• TASK DIRECTIONS:
Make an exact copy of the records that follow, with each picture omitted.

(Stored data entries)
---

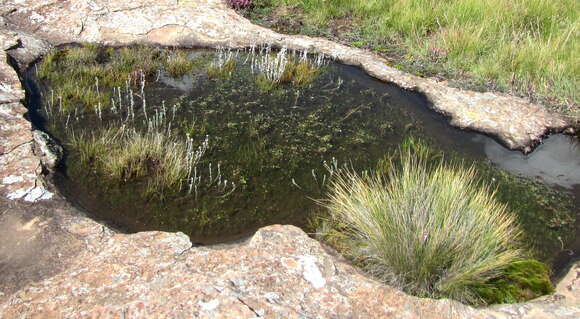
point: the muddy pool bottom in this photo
(252, 152)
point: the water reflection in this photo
(556, 161)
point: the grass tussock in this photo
(161, 161)
(79, 75)
(299, 73)
(222, 71)
(525, 46)
(431, 230)
(179, 64)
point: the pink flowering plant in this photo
(239, 3)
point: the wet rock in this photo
(514, 121)
(48, 150)
(55, 263)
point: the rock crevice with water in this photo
(58, 264)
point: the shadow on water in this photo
(276, 146)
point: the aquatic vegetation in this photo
(178, 64)
(300, 73)
(77, 75)
(526, 47)
(122, 155)
(432, 232)
(285, 69)
(522, 280)
(270, 153)
(222, 70)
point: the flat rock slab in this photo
(515, 122)
(54, 263)
(278, 273)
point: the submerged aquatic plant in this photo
(179, 64)
(431, 231)
(121, 154)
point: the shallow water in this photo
(276, 147)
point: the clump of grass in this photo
(300, 73)
(78, 75)
(222, 70)
(522, 280)
(283, 70)
(161, 160)
(179, 64)
(433, 231)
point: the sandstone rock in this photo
(54, 263)
(48, 150)
(514, 121)
(278, 273)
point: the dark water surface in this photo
(277, 147)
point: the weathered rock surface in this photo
(56, 264)
(278, 273)
(516, 122)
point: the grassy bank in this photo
(524, 47)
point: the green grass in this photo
(223, 71)
(430, 228)
(74, 72)
(523, 46)
(178, 64)
(159, 160)
(299, 73)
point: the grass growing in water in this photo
(221, 70)
(432, 230)
(525, 45)
(179, 64)
(163, 161)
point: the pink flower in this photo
(239, 3)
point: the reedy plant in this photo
(432, 231)
(164, 161)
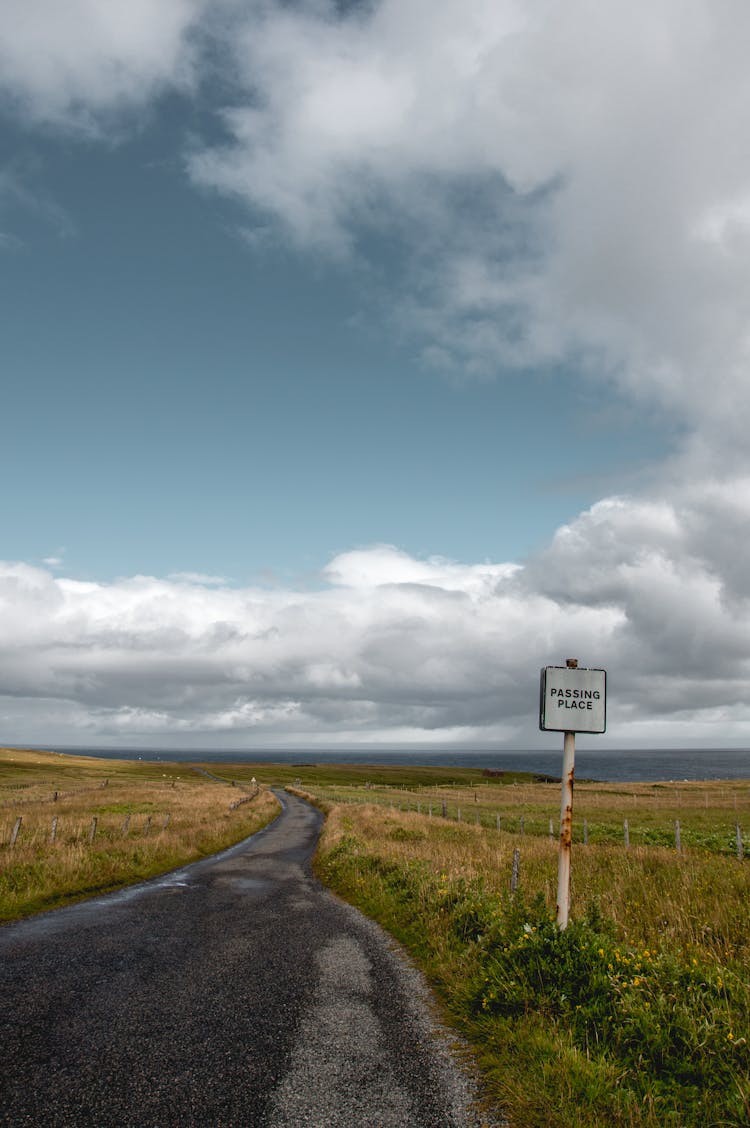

---

• TASK OUTPUT:
point: the muddy pool bottom in this photo
(252, 152)
point: the water reflection in this photo
(556, 161)
point: the grass tussock in this photo
(161, 161)
(79, 75)
(299, 73)
(222, 71)
(525, 46)
(431, 230)
(179, 64)
point: the pink flowering plant in this photo
(239, 3)
point: the wet rock in this photo
(514, 121)
(48, 150)
(55, 263)
point: the rock crevice with water in this photo
(58, 264)
point: the shadow on water in this photo
(276, 146)
point: the aquatic vegetation in this photo
(178, 64)
(300, 73)
(77, 75)
(526, 47)
(122, 155)
(432, 232)
(285, 69)
(522, 280)
(270, 153)
(222, 70)
point: the flat rock slab in this photo
(515, 122)
(54, 263)
(278, 273)
point: the submerged aquatic plant in this photo
(179, 64)
(431, 231)
(121, 154)
point: the shallow water in this photo
(276, 147)
point: the clump of grass in this photo
(300, 73)
(78, 75)
(222, 70)
(522, 280)
(283, 70)
(161, 160)
(179, 64)
(433, 231)
point: the sandstone rock in this photo
(54, 263)
(48, 150)
(514, 121)
(278, 273)
point: the dark water surface in this photo
(277, 147)
point: the weathered rock surface in this photo
(56, 264)
(278, 273)
(516, 122)
point: the grassy bank in this photo
(524, 47)
point: the green grass in this photo
(223, 71)
(430, 228)
(74, 72)
(523, 46)
(178, 64)
(159, 160)
(299, 73)
point: the grass growing in water in this photo
(221, 70)
(432, 230)
(525, 45)
(179, 64)
(163, 161)
point: the pink flower in this photo
(239, 3)
point: the reedy plant in this photo
(432, 231)
(164, 161)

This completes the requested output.